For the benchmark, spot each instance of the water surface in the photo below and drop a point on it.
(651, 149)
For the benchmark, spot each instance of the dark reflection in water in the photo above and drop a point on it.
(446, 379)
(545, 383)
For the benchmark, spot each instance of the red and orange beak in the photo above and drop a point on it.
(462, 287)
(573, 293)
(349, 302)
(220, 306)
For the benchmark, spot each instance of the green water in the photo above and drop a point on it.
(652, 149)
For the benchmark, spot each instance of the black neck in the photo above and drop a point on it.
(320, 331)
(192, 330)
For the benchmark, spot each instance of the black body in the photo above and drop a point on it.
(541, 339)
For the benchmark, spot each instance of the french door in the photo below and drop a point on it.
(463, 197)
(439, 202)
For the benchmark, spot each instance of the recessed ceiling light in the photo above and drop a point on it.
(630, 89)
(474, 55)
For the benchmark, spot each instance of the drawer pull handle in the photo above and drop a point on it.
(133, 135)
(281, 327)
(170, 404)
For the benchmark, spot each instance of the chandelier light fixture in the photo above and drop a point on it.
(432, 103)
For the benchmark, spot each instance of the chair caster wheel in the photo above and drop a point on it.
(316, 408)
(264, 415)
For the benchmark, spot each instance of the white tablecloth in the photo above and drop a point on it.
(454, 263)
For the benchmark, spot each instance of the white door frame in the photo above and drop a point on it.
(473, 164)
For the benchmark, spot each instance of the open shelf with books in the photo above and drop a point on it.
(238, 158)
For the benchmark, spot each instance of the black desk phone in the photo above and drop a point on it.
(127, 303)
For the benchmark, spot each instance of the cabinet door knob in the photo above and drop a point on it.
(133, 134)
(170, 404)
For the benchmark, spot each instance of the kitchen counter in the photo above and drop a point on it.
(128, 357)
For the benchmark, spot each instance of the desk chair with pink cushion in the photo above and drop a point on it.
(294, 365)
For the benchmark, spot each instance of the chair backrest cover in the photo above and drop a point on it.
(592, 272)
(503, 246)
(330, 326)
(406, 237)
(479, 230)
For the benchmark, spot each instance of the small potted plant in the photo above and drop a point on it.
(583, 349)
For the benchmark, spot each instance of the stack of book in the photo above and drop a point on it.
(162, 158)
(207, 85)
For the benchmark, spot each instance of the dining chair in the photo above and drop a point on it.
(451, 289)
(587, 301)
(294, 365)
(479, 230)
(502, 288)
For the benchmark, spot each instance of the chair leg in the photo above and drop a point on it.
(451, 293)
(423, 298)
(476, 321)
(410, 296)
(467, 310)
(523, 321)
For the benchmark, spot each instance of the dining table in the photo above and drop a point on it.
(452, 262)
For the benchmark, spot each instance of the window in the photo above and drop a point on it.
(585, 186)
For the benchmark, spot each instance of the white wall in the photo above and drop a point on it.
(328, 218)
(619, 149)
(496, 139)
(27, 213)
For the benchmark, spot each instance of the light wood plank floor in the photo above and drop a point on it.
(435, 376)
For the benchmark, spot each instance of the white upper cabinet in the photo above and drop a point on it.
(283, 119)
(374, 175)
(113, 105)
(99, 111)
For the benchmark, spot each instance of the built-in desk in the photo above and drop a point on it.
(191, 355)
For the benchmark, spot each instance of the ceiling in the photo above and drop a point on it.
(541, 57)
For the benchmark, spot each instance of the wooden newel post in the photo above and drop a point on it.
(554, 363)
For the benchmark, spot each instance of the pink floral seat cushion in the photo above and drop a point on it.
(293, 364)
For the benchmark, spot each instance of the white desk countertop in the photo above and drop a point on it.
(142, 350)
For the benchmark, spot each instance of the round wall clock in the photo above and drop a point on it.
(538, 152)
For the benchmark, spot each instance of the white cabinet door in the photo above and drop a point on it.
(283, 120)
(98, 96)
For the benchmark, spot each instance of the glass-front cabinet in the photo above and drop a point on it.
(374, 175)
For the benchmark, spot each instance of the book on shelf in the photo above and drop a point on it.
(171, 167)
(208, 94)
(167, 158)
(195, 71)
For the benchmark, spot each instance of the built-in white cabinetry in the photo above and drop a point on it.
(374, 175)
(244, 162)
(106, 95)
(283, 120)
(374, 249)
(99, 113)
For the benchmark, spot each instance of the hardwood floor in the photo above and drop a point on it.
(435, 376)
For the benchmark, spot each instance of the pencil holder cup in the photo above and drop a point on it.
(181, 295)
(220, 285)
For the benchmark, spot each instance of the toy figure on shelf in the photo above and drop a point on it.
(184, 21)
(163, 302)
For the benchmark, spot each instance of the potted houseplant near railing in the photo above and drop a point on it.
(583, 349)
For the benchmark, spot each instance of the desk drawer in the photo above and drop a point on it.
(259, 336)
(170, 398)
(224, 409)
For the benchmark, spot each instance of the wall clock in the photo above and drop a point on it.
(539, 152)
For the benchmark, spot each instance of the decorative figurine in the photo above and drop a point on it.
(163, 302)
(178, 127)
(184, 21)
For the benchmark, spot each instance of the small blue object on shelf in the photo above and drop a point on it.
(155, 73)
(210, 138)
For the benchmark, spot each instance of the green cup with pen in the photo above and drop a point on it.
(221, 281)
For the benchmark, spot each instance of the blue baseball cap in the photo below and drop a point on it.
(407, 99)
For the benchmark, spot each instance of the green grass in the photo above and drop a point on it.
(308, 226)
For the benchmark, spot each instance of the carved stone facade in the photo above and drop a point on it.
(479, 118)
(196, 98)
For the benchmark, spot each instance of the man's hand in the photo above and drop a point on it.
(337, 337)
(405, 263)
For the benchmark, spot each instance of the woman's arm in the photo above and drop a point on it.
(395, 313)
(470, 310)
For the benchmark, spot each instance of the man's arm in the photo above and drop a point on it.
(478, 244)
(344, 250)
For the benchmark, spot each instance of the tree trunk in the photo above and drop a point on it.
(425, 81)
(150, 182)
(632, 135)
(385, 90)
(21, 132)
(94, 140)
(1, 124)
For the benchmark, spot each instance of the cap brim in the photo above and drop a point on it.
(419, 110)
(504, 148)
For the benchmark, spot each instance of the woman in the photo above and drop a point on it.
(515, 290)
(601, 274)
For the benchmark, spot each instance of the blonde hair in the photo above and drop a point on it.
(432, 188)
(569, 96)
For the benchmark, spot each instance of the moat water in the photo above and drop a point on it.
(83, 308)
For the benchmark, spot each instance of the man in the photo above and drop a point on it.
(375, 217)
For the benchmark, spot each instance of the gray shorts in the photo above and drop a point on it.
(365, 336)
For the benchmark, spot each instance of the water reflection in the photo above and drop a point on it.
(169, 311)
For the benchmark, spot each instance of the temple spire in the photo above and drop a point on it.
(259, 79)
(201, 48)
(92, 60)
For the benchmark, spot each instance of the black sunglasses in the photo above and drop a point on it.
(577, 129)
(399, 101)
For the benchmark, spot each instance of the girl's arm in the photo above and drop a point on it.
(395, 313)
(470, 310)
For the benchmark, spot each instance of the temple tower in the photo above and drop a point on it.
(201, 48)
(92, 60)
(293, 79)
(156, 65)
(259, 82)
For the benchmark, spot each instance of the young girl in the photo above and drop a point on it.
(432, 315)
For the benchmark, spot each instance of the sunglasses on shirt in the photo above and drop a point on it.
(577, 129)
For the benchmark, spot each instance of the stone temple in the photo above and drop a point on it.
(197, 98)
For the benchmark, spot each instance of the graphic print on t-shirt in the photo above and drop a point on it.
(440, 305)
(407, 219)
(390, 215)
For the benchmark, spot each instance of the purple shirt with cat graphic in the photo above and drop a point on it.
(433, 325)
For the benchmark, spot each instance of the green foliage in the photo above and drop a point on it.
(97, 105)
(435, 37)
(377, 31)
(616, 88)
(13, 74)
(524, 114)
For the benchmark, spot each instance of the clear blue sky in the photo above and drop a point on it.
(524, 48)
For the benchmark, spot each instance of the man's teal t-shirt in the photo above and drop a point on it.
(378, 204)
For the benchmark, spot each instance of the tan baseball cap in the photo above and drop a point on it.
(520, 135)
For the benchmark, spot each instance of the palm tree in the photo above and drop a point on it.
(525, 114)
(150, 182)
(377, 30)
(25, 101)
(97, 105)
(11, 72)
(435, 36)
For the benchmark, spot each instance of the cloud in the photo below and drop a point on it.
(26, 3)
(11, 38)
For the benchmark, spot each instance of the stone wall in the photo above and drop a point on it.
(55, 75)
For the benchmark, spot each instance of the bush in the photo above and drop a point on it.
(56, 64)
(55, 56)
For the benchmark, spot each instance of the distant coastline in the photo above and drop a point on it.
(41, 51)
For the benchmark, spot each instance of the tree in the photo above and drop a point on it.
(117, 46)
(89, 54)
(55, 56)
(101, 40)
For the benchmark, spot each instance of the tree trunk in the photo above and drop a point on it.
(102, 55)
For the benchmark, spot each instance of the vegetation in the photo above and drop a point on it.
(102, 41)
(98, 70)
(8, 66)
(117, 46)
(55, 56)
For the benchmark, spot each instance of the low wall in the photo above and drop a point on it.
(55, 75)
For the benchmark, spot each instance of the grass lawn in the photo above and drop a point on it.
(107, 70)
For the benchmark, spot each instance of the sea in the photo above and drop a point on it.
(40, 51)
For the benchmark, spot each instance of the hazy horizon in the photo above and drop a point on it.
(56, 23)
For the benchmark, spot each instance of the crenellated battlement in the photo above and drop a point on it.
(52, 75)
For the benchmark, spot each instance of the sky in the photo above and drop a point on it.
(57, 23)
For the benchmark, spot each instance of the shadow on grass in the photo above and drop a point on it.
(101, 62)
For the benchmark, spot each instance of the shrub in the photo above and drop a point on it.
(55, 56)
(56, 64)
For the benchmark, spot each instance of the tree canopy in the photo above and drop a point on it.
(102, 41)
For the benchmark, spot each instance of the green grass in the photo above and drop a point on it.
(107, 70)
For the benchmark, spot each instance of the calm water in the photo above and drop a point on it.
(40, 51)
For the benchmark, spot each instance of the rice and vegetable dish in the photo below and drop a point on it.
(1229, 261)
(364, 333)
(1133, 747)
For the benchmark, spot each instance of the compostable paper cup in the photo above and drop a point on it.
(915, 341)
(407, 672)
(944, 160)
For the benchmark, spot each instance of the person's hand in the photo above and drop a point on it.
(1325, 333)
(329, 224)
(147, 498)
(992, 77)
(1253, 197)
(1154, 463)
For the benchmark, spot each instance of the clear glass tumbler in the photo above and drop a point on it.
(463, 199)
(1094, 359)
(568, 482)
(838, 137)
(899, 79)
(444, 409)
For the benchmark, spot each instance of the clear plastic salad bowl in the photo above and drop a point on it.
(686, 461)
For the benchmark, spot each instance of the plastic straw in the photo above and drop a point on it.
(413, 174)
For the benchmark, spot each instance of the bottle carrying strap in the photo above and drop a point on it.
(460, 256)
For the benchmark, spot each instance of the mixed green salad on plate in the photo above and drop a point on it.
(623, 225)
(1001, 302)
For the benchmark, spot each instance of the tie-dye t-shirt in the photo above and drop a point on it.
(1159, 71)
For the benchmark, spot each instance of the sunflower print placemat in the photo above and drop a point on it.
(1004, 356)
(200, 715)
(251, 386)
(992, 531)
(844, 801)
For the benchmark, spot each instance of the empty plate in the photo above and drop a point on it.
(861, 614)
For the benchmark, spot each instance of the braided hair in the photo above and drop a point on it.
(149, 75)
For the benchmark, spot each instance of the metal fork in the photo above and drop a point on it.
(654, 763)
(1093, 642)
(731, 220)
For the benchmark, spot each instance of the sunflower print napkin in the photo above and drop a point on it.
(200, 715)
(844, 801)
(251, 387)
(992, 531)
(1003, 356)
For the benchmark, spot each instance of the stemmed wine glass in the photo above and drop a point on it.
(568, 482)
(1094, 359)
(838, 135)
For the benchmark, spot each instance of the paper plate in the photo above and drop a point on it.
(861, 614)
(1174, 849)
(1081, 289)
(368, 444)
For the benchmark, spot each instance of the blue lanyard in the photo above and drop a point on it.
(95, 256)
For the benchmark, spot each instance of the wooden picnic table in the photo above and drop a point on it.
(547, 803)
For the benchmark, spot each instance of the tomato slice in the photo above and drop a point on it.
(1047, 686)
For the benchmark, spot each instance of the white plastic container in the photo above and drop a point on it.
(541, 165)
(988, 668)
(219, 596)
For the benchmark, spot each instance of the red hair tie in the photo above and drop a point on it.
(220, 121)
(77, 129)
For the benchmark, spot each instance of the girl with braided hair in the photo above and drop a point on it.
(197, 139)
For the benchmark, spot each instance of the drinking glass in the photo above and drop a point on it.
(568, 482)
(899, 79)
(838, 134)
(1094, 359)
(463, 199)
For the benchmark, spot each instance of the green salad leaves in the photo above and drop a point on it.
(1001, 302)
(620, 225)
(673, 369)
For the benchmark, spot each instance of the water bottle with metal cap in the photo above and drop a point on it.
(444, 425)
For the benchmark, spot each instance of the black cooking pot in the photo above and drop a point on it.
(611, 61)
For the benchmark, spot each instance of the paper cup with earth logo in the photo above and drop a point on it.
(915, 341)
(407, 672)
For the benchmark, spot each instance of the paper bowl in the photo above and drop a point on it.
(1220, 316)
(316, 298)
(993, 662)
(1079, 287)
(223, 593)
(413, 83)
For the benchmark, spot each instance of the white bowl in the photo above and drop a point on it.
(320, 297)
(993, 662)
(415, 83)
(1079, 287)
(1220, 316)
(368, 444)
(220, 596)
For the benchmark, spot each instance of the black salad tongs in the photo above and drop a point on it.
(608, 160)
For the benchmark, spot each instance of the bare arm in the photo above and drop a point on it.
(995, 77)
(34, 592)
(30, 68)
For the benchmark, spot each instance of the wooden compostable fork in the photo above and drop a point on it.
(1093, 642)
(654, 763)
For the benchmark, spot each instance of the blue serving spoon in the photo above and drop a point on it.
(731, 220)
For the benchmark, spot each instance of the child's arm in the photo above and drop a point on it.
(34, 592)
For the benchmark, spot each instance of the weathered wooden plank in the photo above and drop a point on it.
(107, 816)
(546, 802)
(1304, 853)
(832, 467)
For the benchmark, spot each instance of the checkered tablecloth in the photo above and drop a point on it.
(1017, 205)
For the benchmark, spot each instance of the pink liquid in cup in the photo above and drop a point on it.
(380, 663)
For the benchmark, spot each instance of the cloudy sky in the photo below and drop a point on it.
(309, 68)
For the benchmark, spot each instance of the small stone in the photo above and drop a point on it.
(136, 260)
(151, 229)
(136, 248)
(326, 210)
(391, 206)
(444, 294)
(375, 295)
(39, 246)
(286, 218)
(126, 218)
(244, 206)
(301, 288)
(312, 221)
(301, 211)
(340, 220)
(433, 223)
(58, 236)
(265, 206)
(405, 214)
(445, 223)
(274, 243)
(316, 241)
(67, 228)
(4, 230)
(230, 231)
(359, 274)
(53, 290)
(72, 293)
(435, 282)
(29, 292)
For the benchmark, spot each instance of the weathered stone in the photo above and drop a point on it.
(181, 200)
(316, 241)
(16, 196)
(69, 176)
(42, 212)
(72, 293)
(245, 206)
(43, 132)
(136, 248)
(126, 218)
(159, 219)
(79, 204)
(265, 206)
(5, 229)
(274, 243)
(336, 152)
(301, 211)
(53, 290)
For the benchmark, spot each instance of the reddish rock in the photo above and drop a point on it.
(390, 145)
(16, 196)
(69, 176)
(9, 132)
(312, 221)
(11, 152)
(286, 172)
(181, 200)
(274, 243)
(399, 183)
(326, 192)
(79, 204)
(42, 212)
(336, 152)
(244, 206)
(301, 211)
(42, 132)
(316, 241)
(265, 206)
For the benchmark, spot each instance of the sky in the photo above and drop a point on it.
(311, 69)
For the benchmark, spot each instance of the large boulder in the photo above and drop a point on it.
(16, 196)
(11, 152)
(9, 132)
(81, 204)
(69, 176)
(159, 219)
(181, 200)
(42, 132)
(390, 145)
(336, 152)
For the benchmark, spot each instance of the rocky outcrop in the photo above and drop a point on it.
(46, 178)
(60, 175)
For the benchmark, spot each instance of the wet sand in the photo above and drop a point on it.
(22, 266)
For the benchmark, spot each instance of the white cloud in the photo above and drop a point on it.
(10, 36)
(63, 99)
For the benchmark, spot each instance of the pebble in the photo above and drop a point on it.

..............................

:: Consegna ::
Riscrivi tutte le righe dei record dalla riga con "For the benchmark, spot each instance of the child's" alla riga con "(1017, 205)", estremi inclusi, e riporta anche le righe senza coordinate così come sono. Riscala le coordinate delle risposte moltiplicandole per 1,75 e arrotonda all'intero, con le metà arrotondate per eccesso.

:: Risposta ::
For the benchmark, spot each instance of the child's arm in the photo above and drop a point on it.
(60, 1036)
For the benchmark, spot each instance of the weathered wooden plank in the photo above and drop a point on it.
(187, 1428)
(956, 1404)
(2282, 1493)
(1456, 817)
For the benchmark, spot each instance of the checkered tablecloth in the photo above and drop a point on it.
(1780, 359)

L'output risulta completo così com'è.